** Consignes **
**a.** Traduisez en anglais la phrase suivante de l'extrait sur la maternité à l'hôpital : « Les femmes s'en remettent, selon différents modes, à leur gynécologue-obstétricien. »
**b.** Répondez aux questions suivantes d'après l'extrait sur la maternité à l'hôpital :
(i) Qu'est-ce qui nourrit également la relation médecin-patiente ?
(ii) Quelles qualités du personnel médical les femmes jugent-elles fondamentales ?
(iii) Quel espace serait, au sein de l'institution, un espace d'autonomie et d'affirmation des patientes ?
**c.** Recopiez le passage de l'extrait sur la maternité à l'hôpital qui va de « L'entrée dans l'institution » jusqu'à « pratiques de l'établissement. ».

** Extrait **
"""
L'entrée dans l'institution a une place centrale dans le récit des femmes. Il y a bien une expérience hospitalière de la maternité. Les femmes s'en remettent, selon différents modes, à leur gynécologue-obstétricien. Elles ont confiance en l'organisation hospitalière et elles jugent fondamentales les qualités techniques du personnel médical. La relation médecin-patiente est également nourrie par les technologies médicales. Au sein de l'institution, le cours de préparation à la naissance serait un espace d'autonomie et d'affirmation des patientes. Bien informées, elles seraient capables d'appréhender rationnellement l'accouchement. Au delà de l'information, on forme également ces femmes à être de bonnes patientes, en adéquation avec les pratiques de l'établissement.
"""
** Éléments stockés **
"""
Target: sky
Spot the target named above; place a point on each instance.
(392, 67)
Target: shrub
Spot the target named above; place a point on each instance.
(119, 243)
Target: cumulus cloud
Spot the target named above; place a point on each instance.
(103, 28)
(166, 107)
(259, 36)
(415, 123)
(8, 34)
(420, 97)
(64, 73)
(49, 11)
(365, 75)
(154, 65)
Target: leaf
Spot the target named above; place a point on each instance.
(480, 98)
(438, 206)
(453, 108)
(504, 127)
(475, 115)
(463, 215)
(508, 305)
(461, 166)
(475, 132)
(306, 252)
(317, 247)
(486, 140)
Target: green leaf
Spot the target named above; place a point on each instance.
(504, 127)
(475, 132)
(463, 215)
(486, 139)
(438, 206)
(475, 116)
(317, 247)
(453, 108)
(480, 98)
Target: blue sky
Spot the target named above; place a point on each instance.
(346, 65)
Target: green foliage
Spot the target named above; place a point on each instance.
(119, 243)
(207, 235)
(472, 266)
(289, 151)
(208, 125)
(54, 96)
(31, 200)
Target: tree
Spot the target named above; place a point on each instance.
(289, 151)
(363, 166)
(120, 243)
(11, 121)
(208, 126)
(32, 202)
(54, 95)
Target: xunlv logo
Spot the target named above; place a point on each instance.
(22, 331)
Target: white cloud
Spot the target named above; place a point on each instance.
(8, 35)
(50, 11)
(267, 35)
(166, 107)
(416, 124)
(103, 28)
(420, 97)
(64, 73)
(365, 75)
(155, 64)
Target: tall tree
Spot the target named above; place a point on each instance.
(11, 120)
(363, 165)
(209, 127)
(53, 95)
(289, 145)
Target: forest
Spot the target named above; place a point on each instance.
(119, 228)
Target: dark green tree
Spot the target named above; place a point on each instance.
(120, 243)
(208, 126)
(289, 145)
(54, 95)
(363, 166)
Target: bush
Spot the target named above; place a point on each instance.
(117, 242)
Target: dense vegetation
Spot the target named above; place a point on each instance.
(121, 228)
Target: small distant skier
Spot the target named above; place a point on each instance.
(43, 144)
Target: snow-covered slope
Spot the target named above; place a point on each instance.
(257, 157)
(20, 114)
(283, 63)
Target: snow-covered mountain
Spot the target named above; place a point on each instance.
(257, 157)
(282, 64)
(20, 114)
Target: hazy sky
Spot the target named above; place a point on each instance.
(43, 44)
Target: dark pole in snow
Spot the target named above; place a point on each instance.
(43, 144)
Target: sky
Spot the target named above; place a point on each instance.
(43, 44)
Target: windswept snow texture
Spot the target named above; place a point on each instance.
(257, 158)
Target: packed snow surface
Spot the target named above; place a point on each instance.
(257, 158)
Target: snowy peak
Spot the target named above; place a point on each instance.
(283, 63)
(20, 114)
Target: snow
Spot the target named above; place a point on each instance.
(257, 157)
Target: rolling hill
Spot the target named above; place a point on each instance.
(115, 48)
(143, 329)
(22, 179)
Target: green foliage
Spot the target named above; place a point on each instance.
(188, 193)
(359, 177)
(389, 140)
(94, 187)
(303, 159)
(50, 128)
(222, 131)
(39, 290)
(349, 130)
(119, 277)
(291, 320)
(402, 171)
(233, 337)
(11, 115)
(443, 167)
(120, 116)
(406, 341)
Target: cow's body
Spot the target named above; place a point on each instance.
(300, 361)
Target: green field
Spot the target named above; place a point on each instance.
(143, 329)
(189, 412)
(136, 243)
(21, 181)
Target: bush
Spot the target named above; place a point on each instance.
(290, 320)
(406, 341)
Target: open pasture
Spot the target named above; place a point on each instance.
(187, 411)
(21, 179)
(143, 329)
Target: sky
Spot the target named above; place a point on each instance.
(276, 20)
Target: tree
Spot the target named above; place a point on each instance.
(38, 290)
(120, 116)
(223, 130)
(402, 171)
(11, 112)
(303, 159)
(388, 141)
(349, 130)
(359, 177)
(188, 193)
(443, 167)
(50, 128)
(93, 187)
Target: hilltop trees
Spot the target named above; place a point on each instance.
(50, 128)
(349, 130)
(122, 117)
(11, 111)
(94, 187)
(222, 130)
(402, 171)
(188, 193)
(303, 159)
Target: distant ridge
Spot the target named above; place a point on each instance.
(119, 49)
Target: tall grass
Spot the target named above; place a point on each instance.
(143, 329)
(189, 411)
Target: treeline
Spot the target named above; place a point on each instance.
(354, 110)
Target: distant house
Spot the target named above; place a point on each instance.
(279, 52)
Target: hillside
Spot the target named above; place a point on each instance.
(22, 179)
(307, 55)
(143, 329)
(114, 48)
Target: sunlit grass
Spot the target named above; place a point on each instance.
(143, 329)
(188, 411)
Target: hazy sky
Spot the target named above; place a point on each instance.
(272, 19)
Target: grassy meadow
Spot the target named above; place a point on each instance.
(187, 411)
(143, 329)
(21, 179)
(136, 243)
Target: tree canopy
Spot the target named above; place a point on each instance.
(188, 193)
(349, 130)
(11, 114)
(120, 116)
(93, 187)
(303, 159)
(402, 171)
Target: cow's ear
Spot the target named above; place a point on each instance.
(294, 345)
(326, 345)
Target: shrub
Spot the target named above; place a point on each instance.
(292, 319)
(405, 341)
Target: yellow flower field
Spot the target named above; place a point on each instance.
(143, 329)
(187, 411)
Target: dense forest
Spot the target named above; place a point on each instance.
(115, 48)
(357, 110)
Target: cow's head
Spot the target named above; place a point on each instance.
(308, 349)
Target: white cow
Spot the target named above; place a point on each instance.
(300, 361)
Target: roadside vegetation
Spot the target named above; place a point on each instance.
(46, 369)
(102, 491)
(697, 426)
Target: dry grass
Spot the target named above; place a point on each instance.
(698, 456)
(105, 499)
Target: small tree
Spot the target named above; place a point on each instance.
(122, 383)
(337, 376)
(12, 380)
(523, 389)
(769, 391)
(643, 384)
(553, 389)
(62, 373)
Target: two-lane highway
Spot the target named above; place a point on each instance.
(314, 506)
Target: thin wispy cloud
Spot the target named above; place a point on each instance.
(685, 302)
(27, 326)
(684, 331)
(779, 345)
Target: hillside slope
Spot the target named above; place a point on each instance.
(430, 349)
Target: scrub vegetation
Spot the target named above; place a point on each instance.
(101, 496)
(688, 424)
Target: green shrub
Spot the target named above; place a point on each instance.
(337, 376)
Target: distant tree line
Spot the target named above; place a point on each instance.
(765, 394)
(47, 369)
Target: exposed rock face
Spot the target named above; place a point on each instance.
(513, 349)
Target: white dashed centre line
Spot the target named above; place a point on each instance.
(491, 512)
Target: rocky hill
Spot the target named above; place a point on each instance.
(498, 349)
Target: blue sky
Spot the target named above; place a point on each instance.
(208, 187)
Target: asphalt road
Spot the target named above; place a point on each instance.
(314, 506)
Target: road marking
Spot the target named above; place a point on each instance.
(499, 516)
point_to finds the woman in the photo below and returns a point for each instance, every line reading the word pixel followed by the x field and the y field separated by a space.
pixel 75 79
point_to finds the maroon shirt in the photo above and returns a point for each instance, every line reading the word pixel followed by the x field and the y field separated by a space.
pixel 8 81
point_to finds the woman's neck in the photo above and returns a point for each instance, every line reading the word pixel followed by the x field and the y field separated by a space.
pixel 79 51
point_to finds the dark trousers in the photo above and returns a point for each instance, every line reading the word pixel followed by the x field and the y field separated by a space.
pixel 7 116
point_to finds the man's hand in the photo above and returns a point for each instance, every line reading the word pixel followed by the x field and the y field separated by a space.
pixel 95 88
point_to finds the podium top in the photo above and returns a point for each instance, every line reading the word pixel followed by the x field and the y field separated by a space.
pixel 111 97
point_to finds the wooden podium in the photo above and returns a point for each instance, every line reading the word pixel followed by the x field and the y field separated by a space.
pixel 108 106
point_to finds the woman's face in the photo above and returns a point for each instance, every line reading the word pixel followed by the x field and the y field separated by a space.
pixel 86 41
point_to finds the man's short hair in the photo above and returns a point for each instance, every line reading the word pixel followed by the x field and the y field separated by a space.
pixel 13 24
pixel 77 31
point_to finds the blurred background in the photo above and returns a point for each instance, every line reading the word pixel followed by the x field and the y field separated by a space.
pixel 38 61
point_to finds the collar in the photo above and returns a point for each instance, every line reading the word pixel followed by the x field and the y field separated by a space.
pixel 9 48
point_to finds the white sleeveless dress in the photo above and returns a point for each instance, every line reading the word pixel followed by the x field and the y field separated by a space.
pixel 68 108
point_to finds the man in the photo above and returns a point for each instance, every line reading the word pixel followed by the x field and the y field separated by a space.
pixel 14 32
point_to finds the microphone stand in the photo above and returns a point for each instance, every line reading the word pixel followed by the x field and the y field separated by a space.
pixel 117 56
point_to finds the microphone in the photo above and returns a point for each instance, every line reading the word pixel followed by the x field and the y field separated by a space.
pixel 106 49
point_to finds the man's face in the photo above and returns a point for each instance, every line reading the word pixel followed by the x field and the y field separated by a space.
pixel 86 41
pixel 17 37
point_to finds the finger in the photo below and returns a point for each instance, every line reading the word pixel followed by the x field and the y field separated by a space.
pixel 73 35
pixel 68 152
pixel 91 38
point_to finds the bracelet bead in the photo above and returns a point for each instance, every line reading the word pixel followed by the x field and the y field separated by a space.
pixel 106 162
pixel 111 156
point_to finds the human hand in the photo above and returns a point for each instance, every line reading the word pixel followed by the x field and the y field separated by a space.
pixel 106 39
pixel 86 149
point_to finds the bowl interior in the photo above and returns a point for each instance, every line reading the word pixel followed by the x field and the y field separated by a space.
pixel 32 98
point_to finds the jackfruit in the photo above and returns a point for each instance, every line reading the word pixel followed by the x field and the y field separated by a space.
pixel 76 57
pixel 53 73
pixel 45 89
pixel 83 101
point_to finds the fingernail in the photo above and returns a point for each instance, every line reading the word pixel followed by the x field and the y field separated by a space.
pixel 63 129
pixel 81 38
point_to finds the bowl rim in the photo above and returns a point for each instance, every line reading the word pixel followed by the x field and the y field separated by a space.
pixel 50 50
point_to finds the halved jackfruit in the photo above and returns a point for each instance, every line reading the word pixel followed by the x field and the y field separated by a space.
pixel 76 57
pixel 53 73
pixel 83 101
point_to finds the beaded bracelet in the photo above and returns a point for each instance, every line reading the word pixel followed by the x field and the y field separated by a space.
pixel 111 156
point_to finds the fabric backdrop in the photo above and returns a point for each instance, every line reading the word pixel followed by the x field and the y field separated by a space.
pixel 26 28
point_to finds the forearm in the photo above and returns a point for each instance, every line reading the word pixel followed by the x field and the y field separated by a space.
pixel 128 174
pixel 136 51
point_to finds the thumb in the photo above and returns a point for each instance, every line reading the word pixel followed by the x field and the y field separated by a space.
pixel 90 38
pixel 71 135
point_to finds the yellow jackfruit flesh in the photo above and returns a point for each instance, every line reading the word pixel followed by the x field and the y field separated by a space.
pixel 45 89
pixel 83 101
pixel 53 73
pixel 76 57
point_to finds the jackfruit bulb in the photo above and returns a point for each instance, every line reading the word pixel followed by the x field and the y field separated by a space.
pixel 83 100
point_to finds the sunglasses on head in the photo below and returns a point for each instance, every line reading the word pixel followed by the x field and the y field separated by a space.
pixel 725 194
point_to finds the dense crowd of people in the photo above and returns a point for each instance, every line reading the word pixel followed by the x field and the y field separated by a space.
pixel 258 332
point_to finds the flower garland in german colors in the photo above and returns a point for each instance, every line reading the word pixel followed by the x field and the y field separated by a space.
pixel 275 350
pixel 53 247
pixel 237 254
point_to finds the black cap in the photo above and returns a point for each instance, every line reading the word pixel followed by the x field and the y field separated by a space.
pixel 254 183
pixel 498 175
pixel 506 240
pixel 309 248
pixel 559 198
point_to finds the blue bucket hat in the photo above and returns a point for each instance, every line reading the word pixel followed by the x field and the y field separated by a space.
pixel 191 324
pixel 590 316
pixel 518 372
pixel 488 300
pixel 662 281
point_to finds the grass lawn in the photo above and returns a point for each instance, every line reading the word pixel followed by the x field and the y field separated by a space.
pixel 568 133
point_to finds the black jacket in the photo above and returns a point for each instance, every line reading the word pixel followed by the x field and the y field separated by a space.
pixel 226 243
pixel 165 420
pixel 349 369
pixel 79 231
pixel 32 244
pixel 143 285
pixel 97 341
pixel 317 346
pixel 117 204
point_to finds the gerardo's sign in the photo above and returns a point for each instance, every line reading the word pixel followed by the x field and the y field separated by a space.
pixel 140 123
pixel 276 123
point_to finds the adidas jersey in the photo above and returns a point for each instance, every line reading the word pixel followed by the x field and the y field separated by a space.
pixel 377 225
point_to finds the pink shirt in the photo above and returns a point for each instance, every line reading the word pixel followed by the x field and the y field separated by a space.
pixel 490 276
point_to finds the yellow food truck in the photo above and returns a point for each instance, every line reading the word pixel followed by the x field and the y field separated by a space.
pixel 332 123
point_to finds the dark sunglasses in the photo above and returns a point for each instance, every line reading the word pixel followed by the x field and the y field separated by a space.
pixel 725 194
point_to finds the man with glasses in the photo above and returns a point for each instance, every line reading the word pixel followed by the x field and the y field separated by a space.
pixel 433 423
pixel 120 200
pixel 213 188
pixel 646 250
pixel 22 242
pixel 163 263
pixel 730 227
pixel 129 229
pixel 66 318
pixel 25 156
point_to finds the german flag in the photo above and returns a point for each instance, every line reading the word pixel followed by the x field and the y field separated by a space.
"""
** Réponses aux consignes **
**a.** Women rely, in different ways, on their obstetrician-gynecologist.

**b.**
(i) Les technologies médicales.
(ii) Ses qualités techniques.
(iii) Le cours de préparation à la naissance.

**c.**
L'entrée dans l'institution a une place centrale dans le récit des femmes. Il y a bien une expérience hospitalière de la maternité. Les femmes s'en remettent, selon différents modes, à leur gynécologue-obstétricien. Elles ont confiance en l'organisation hospitalière et elles jugent fondamentales les qualités techniques du personnel médical. La relation médecin-patiente est également nourrie par les technologies médicales. Au sein de l'institution, le cours de préparation à la naissance serait un espace d'autonomie et d'affirmation des patientes. Bien informées, elles seraient capables d'appréhender rationnellement l'accouchement. Au delà de l'information, on forme également ces femmes à être de bonnes patientes, en adéquation avec les pratiques de l'établissement.